* _Quoted passage_
*** Block opens ***
She’s just the most incredible human being as well as being an incredible actress. I completely adored her and she was really amazing in trusting me and giving me that space for us to be able to navigate the whole journey through the filming. We talked a lot and we talked to other people who had had similar experiences as well with mastectomies. Alice has this amazing story, which I think really informed the character – one of her close friends who had a double mastectomy said – telling her about the character – that she has to be a phoenix rising from the ashes. That was really interesting and it’s something that we held on to, this sense of defiance, just reclaiming hurts of the past, whether it be from when she was a child, or now in this present moment.

Alice Krige plays Veronica who, while recovering from surgery, confronts trauma from her past and present.

What was your biggest challenge when shooting the film?

It was probably time because we had such a tight schedule to shoot. In an ideal world, we would have had way more time. Hopefully, if I get to make another one it will be less tight but Alice really took it in her stride. She’s like ‘okay we’ve got an hour for a levitation scene’ [haha]. She’s incredible, but she’s also incredibly strong, morally, physically, philosophically and spiritually. It was really interesting working with her.

I’ve got this image of her in the forest where she does Tai Chi, and in the process of doing the Tai Chi… it felt to me like magic. She was really conjuring up energy around her and you feel her strength growing. She’s so beautiful, she’s in her 60s, she’s extraordinary looking, and there’s this incredible energy that she manages to muster, it’s nearly like an aura around her.

There is a lot of nature imagery in the film, why did you decide to go down that route?

We shot in Aviemore, which is in the north of Scotland, and in Scotland there were actually 3000 people (mostly women) who were accused of witchcraft and condemned for it. It’s a lot, and it feels that there’s some notion that permeates the land in a way. There is this history, a bit like how a fossil carries your DNA from centuries ago and if you could communicate with that fossil, you would unleash all that power within you from millennia of accumulated narratives.

So I think that that was the connecting point. This peat, this black earth, that contains the history of the land there, the history of the women, and the history of the trauma that lies there. That taps into [Veronica’s] own trauma and sort of relates to her.
*** Block closes ***
* _Task instructions_
(1) Reproduce the film interview word for word, starting with "There is a lot" and going on through "of accumulated narratives.".
(2) Continue the film interview after its final sentence.
The rows that come next have no connection to the film interview.

* _Dataset content_
*** Block opens ***
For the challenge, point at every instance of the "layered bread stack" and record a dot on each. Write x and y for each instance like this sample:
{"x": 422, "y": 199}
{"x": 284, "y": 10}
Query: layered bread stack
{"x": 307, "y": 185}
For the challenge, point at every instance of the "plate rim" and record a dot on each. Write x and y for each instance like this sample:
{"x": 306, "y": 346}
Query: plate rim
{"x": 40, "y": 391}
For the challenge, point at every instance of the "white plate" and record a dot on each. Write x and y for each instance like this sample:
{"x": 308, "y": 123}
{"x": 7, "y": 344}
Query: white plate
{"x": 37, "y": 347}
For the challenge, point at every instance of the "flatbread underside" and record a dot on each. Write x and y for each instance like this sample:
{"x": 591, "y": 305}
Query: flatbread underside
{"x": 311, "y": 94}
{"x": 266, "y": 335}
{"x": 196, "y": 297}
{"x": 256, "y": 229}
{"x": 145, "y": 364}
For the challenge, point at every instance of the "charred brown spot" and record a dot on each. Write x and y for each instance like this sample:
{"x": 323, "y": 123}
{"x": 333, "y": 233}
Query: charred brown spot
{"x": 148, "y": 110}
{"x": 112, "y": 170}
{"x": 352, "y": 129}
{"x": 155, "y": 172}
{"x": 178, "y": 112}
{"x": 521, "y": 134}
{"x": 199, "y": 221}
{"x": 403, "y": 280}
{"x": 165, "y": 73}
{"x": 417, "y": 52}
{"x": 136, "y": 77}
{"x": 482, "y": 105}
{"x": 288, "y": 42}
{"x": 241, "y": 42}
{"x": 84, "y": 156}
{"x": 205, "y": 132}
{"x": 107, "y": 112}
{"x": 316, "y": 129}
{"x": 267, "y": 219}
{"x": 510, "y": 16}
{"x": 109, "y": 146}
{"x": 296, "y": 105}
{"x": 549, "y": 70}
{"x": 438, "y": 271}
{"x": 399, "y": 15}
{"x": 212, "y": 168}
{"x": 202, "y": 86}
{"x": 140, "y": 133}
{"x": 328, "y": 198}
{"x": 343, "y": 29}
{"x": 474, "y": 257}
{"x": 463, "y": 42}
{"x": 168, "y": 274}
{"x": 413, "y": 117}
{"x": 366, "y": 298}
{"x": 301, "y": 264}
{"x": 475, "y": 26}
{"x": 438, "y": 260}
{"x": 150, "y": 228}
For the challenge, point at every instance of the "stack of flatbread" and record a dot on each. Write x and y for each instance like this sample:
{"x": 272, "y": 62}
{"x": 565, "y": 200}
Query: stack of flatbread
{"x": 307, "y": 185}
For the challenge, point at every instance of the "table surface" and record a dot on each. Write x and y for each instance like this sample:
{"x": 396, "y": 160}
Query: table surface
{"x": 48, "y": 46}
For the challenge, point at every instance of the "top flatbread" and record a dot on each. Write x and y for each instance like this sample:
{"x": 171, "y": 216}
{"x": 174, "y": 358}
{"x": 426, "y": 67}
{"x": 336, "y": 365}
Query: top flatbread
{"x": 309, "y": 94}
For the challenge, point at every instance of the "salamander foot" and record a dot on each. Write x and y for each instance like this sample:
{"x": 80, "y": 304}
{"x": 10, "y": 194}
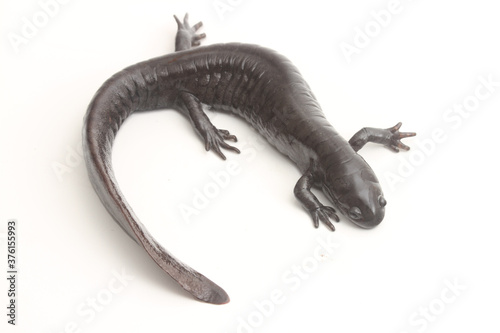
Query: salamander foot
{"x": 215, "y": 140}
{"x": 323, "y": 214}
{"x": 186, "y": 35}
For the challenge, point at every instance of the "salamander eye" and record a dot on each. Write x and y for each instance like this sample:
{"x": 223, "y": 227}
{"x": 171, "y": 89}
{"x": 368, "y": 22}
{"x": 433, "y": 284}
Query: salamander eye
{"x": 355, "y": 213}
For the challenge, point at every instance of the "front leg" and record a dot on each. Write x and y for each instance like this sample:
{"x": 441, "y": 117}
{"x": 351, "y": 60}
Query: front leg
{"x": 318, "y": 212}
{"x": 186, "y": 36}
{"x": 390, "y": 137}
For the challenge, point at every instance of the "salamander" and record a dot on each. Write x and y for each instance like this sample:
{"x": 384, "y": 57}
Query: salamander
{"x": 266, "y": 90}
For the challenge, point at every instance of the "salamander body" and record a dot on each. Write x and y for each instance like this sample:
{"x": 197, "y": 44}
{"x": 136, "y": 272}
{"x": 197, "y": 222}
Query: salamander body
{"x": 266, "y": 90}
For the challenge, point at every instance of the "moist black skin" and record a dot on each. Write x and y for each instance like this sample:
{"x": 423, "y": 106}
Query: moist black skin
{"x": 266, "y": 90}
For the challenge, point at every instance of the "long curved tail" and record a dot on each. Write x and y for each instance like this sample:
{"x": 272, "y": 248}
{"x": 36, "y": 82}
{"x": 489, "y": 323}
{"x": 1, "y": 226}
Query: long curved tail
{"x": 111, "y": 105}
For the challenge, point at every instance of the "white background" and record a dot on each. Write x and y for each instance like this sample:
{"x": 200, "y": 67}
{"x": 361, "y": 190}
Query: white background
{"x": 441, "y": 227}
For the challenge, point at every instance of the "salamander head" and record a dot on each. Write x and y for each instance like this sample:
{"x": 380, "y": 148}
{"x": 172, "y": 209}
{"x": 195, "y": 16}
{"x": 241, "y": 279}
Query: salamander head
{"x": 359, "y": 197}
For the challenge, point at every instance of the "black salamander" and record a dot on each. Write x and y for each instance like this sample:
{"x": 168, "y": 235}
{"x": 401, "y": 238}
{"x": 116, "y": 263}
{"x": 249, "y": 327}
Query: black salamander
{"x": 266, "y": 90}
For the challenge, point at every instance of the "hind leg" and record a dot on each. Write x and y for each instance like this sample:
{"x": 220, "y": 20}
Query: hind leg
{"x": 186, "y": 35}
*** Block closes ***
*** Block opens ***
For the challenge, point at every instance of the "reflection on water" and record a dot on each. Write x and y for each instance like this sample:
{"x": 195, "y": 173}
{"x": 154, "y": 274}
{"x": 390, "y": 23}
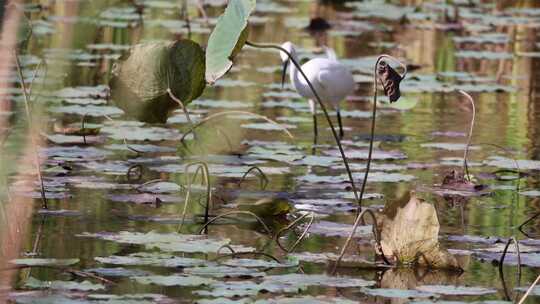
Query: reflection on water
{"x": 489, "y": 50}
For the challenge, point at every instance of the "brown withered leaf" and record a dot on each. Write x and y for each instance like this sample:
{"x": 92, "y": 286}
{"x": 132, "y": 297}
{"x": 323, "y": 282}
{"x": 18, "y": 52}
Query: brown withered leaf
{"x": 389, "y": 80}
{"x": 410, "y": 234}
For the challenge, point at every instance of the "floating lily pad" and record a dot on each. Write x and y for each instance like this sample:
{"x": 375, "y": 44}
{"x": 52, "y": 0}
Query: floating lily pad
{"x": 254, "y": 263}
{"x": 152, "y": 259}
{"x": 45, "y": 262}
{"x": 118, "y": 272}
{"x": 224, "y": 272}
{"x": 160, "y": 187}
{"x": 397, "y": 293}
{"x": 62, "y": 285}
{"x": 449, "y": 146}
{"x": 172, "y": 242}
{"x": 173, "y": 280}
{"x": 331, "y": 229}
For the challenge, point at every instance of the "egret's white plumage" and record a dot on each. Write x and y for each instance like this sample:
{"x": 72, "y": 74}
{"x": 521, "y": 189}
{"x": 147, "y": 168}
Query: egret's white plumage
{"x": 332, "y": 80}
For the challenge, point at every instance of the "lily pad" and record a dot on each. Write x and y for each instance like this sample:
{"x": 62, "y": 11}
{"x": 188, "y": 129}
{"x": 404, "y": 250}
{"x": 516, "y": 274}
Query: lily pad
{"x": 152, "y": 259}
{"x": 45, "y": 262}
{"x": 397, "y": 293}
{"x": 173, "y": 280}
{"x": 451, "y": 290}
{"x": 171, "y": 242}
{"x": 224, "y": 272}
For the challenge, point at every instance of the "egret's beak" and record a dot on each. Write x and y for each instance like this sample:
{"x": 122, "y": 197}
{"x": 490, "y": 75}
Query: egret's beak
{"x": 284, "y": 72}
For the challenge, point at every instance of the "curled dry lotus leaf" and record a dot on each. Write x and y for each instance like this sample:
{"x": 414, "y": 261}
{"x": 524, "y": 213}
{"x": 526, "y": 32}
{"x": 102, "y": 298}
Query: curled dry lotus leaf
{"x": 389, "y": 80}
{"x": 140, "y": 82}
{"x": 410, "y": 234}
*** Block closes ***
* _Activity answers_
(1)
There is a lot of nature imagery in the film, why did you decide to go down that route?

We shot in Aviemore, which is in the north of Scotland, and in Scotland there were actually 3000 people (mostly women) who were accused of witchcraft and condemned for it. It’s a lot, and it feels that there’s some notion that permeates the land in a way. There is this history, a bit like how a fossil carries your DNA from centuries ago and if you could communicate with that fossil, you would unleash all that power within you from millennia of accumulated narratives.

(2)
Then there’s this character played by Kota Eberhardt. In my mind she’s, first of all, the only kind character, but she also transcends all the binary notions of male and female and she tries to go beyond and perhaps give us hope that things can be different. Fingers crossed.

[The nature elements] were all in the script, even the slugs! I’m obsessed with slugs because they’re neither female nor male. There are also these amazing visuals, they mate through the head, they’re just incredible creatures. So, I felt that semantically they felt like a unifying of all the elements.

What does the title of She Will mean to you?

It can mean different things but in my mind, it’s a feminine push or energy. A will, a determination!

What do you want for audiences to take away from the film?

I was with Malcolm [McDowell who also stars in the film] a second ago, and he was asked this question and he said, for him, it’s the empowerment of an older actress. And putting these figures of huge talent on screen and not hiding them away. I thought that was really interesting. I guess, for me, it’s very much also just questions and a drop in an ocean of a big debate that needs to happen. And that is happening. Discussions around power dynamics, discussions around history, legacy, anger, hurt, all these kind of things.

She Will tackles a lot of themes – age, beauty, loneliness, trauma – what is it about horror that makes it a good platform to explore such themes?

It’s interesting. Perhaps it’s an element of freedom – aesthetic freedom and aesthetic boldness that’s allowed a bit more with that. Perhaps also the genre of horror is more truthful to the experience of trauma because it is experienced as a horror. Perhaps there’s something in that…

She Will was seen as part of the BFI London Film Festival. Its release date is still to be confirmed.